Exercise text —

● ● ●

The design of the study has previously been presented (15). After uncomplicated invasive revascularization, eligible patients were enrolled in the study after giving written consent. A test dose of ramipril 2.5 mg was given and, if tolerated, patients were assigned randomly to ramipril 5 mg o.d. or matching placebo according to a computer-generated assignment scheme in blocks of four (two ramipril, two placebo), and with stratification according to type of invasive revascularization (CABG or PTCA). Study drug treatment was commenced immediately after randomization. The intended randomization time was five to seven days after CABG, and one to two days after PTCA. The ramipril dose was increased to 10 mg o.d or matching placebo after one month. If this dose was not tolerated, patients were given the highest tolerable dose.
Follow-up.
Follow-up visits were scheduled at one, three and six months after randomization and every six months thereafter. Patients were instructed to contact the study physicians between scheduled visits in case of health-related problems. A median follow-up time of 2.5 years was intended with a minimum follow-up of one year. At each visit, occurrence of any study outcome, use of medication, adverse events and patient compliance with the test drug were recorded.
End points.
The main outcome measures were time to cardiac events. The primary end points were the composite quadruple end point of cardiac death, AMI, development of clinical heart failure or recurrent angina pectoris; and the composite triple end point of cardiac death, AMI or development of clinical heart failure. The limited number of potentially eligible patients at our disposal necessitated the use of composite end points. Thus, the triple-composite end point was constituted of single events on which ACE-I previously had shown benefit, i.e., cardiac death, AMI and heart failure. The quadruple-composite end point additionally included recurrent angina pectoris as a clinical expression of an anti-ischemic and antiatherosclerotic efficacy.

● ● ●

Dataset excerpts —
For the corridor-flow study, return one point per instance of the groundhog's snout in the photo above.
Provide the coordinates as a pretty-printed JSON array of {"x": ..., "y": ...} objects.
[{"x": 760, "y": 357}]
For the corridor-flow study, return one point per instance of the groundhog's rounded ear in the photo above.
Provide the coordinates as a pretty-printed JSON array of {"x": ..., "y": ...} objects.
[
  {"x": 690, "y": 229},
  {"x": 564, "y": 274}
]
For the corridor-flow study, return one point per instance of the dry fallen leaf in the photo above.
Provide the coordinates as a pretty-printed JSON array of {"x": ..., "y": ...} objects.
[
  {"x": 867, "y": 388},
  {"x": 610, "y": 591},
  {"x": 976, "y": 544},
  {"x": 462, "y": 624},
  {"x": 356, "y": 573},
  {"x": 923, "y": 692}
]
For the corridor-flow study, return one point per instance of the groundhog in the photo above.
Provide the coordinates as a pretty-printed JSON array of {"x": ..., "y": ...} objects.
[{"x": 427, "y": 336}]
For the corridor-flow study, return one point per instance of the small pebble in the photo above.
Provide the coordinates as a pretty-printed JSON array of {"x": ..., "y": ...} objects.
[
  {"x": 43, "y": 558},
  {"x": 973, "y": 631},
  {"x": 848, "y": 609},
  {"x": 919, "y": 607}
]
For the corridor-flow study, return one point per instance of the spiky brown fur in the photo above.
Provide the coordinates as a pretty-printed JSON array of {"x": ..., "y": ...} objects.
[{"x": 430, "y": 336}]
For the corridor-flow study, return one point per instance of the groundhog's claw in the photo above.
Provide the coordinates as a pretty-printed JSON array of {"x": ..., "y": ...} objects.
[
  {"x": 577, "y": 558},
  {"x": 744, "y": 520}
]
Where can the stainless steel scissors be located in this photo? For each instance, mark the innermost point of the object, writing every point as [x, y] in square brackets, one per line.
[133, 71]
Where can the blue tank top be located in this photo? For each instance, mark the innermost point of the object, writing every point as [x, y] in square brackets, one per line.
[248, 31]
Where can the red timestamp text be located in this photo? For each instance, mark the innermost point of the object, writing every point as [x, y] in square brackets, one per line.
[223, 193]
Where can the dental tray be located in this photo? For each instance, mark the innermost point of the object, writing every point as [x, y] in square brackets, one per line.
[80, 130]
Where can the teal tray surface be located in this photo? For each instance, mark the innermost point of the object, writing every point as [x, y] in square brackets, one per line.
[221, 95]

● ● ●

Exercise 1 — Summarize the text about the ramipril study in two sentences.
Exercise 2 — According to the text about the ramipril study, what was the minimum follow-up period?
Exercise 3 — Continue the text about the ramipril study after its final sentence.
The material is separate from the text about the ramipril study.

Final answer 1 — After uncomplicated CABG or PTCA, patients who tolerated a test dose were randomly assigned to ramipril or matching placebo, with the ramipril dose increased from 5 mg to 10 mg once daily after one month if tolerated. Patients were followed at scheduled visits, and the primary end points were two composites of cardiac events: a triple end point of cardiac death, AMI, or clinical heart failure, and a quadruple end point that also included recurrent angina pectoris.

Final answer 2 — One year.

Final answer 3 —
Several secondary end points were predefined. These were double composite end points of cardiac death and AMI, or cardiac death and development of clinical heart failure, and the following single events: mortality due to all causes, cardiac death, development of clinical heart failure, AMI and recurrent angina pectoris.
For patients who died, dates of death were obtained from the Danish Central Person Registry. Causes of death were acquired from hospital records and/or personal interview with relatives. Determination and classification of causes of death were made by the investigators before the treatment allocation code was broken. In patients who suffered AMI during the study period, the diagnosis was confirmed from hospital records. Development of clinical heart failure was defined as the need for open ACE-I treatment, use of diuretics for clinical heart failure as judged by a study physician or hospitalization for heart failure. Recurrent angina pectoris was defined as the need for antianginal drugs for angina pectoris and/or angina pectoris of at least Canadian Cardiovascular Society functional class II in a patient initially free of angina after revascularization. A discussion of the relevance of the end points has been presented previously (15). Furthermore, substudies were carried out, including an echocardiographic study, exercise stress testing and quality of life (15).
Statistics.
Based on an expected cumulative event rate of 30% and a reduction in cardiac events of 40% during ramipril treatment, a significance level of 5% and a power of 80%, power calculation revealed that a sample size of 400 patients was required.
Statistical analyses were carried out using Statistica for Windows version 5.1 software (StatSoft Inc, Tulsa, OK). Analyses were carried out according to the principle of intention to treat, and all p values were two sided. Kaplan-Meier estimates of time from randomization to event of interest were computed, and log-rank test was used for comparison of the two treatment groups, ramipril and placebo. For composite end points, only the first occurrence of any end point was counted in the study. The relative risk was calculated as a hazard ratio and the percent risk reduction was calculated as (1 relative risk). Continuous and categorical variables were compared with unpaired t tests and chi-square tests, respectively.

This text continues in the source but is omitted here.